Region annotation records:
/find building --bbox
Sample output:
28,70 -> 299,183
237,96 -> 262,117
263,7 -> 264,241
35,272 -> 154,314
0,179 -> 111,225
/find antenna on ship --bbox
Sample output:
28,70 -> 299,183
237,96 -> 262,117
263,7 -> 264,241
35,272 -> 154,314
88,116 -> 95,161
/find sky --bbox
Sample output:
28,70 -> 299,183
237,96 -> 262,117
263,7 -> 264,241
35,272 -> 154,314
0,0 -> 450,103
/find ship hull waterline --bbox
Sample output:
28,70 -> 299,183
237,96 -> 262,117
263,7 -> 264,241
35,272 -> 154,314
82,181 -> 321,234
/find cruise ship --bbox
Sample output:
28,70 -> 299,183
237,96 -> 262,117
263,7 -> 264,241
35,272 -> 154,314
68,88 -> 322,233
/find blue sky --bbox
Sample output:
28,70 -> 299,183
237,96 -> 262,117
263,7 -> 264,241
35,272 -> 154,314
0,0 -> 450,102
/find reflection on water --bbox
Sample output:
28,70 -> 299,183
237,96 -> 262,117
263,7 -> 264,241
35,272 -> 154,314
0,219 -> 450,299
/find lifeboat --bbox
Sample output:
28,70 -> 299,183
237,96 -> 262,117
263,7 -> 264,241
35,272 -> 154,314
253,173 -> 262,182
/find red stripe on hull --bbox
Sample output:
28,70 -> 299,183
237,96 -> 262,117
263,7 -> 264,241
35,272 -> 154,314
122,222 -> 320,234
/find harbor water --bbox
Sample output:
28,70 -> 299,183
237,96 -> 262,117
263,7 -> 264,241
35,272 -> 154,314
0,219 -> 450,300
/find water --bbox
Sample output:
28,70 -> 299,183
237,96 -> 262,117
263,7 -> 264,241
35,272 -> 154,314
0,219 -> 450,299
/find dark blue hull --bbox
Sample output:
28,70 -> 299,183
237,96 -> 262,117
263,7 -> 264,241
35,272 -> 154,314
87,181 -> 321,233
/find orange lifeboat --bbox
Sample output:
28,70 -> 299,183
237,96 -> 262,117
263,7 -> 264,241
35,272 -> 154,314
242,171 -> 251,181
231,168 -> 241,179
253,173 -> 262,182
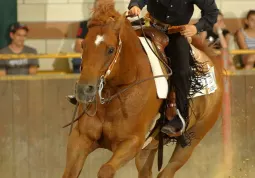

**TO DO:** Reproduce all of the records above, switching every occurrence of "Sample output" to "Example output" and leaving everything else unchanged. Omit the pictures from your answer.

**RESULT OF THIS EXERCISE:**
/find building --bbox
Example output:
28,70 -> 299,183
237,96 -> 262,117
263,7 -> 264,241
35,272 -> 154,314
0,179 -> 111,225
/find antenna on ship --bbox
Example output:
28,70 -> 299,183
237,96 -> 262,117
263,7 -> 264,241
35,272 -> 154,314
88,116 -> 95,161
/find sky --bbox
Example output:
28,70 -> 299,183
237,96 -> 262,117
263,7 -> 264,241
35,272 -> 154,314
0,0 -> 450,103
/find ship hull waterline --bbox
Example output:
28,70 -> 299,183
237,96 -> 262,117
263,7 -> 264,241
35,272 -> 154,314
82,181 -> 321,234
/find cruise ship --bbox
Example output:
28,70 -> 299,183
237,96 -> 262,117
263,7 -> 264,241
35,272 -> 154,314
68,88 -> 322,233
/find blue sky --bbox
Example output:
28,70 -> 299,183
237,96 -> 262,117
263,7 -> 264,241
35,272 -> 154,314
0,0 -> 450,102
/find reflection on water --bbox
Example output:
28,70 -> 299,183
237,96 -> 262,117
263,7 -> 264,241
35,272 -> 154,314
0,219 -> 450,299
/find lifeboat --bbox
Example output:
28,70 -> 299,183
237,96 -> 262,117
263,7 -> 264,241
35,272 -> 154,314
253,173 -> 262,182
/find red stripe on hull --bbox
Example output:
28,70 -> 299,183
237,96 -> 262,117
263,7 -> 264,241
35,272 -> 154,314
122,222 -> 320,234
/find harbor water --bbox
Example output:
28,70 -> 299,183
237,96 -> 262,117
263,7 -> 264,241
35,272 -> 154,314
0,219 -> 450,300
/find water --bbox
Example output:
28,70 -> 299,183
237,96 -> 262,117
263,7 -> 264,241
35,272 -> 154,314
0,219 -> 450,299
/find dark blue hull --bbox
Example output:
28,70 -> 299,183
237,96 -> 262,117
263,7 -> 264,241
35,272 -> 154,314
87,181 -> 321,233
/find orange lifeboat --bbox
Example output:
28,70 -> 299,183
237,96 -> 262,117
263,7 -> 264,241
35,272 -> 154,314
242,171 -> 251,181
231,168 -> 241,179
253,173 -> 262,182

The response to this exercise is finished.